> **Document segment**:
Examples of potential applications for sodium-ion batteries include:

E-Bus with a Sodium-Ion Battery charged. Bus2Bus (n.d.)

Electric motorcycle for last-mile delivery with a Sodium-Ion Battery. Govecs Group (n.d.)

Man driving an electric three-wheeler. Unsplash (2018)

Energy flow control and integration:

The development of electronics is making the use of available electrical energy more efficient. Think of EVs as mobile batteries that, when integrated into the electricity grid, allow electricity to be fed into a distribution system (known as vehicle-to-grid or V2G) under smart grid logic.

It also includes the development of advanced electronics (controllers, sensors, etc.). Research and development (R&D) on charging infrastructure systems and integration with renewable energy is also being carried out in this area.

The relationship between E-Mobility and renewable energies

The shift to E-Mobility is an important step in reducing emissions, but it is not the end of the story. The source of energy is equally important. Renewable energy sources such as solar and wind power can significantly reduce CO2 emissions from transport. By combining E-Mobility with renewable energy, we not only reduce vehicle emissions, but also move towards a greener energy future.

Course Mascot. PEM Motion (2023)

Vehicle-to-grid systems (V2G)

The convergence of EVs and smart grid technologies has paved the way for a disruptive innovation known as Vehicle-to-Grid (V2G) systems. V2G establishes a two-way flow of energy between EVs and the grid, enabling EVs to not only consume electricity but also act as valuable energy resources. This symbiotic relationship between EVs and the grid has immense potential to create a more efficient, resilient and sustainable energy ecosystem.

Here are some facts about V2G:

• electricity grids without baseload power plants are difficult to balance.
• grids with a high share of renewables need stabilization in the form of electrical energy storage.
• the combination of battery electric vehicles offers great potential for additional storage capacity.
• vehicle-to-Grid enables grid stabilization via EVs
• only a minimal amount of energy is taken from each vehicle

Urban Hubs – Multimodal Vehicle Approach:

There is still considerable political and social resistance to freeing up space. One strategy to overcome this resistance can be to enhance public space that can be used for different social, leisure and recreational activities.

Mobility hubs are a new street design tool. Not only do they help to provide convenient and integrated access to a range of sustainable transport modes alongside public transport, walking and cycling, but they can also re-programme space away from private car parking and towards the benefit of the local community.

Traffic levels and air quality can be improved by providing high quality, high profile, cleaner and greener modes of transport. In addition, improving the public realm can provide much needed green social space, safe streets and even the bonus of increased footfall for local businesses. Mobility hubs are being built across Europe in different shapes and sizes to suit the local context, and are often organized in a ‘spoke hub’ distribution. This concept has revolutionized transport logistics and is widely used in the aviation industry, for example. In this form of optimization, all outlying points are connected to a central ‘hub’, allowing good reach and excellent distribution in urban areas.

> **Your goal**: Name every fact about V2G listed in the e-mobility text. The material after this has no connection to the e-mobility text.

> **Information provided**:
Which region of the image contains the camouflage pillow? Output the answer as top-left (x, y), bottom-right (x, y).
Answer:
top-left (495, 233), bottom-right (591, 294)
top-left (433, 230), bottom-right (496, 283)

> **Exercise result**:
- Electricity grids without baseload power plants are difficult to balance.
- Grids with a high share of renewables need stabilization in the form of electrical energy storage.
- The combination of battery electric vehicles offers great potential for additional storage capacity.
- Vehicle-to-Grid enables grid stabilization via EVs.
- Only a minimal amount of energy is taken from each vehicle.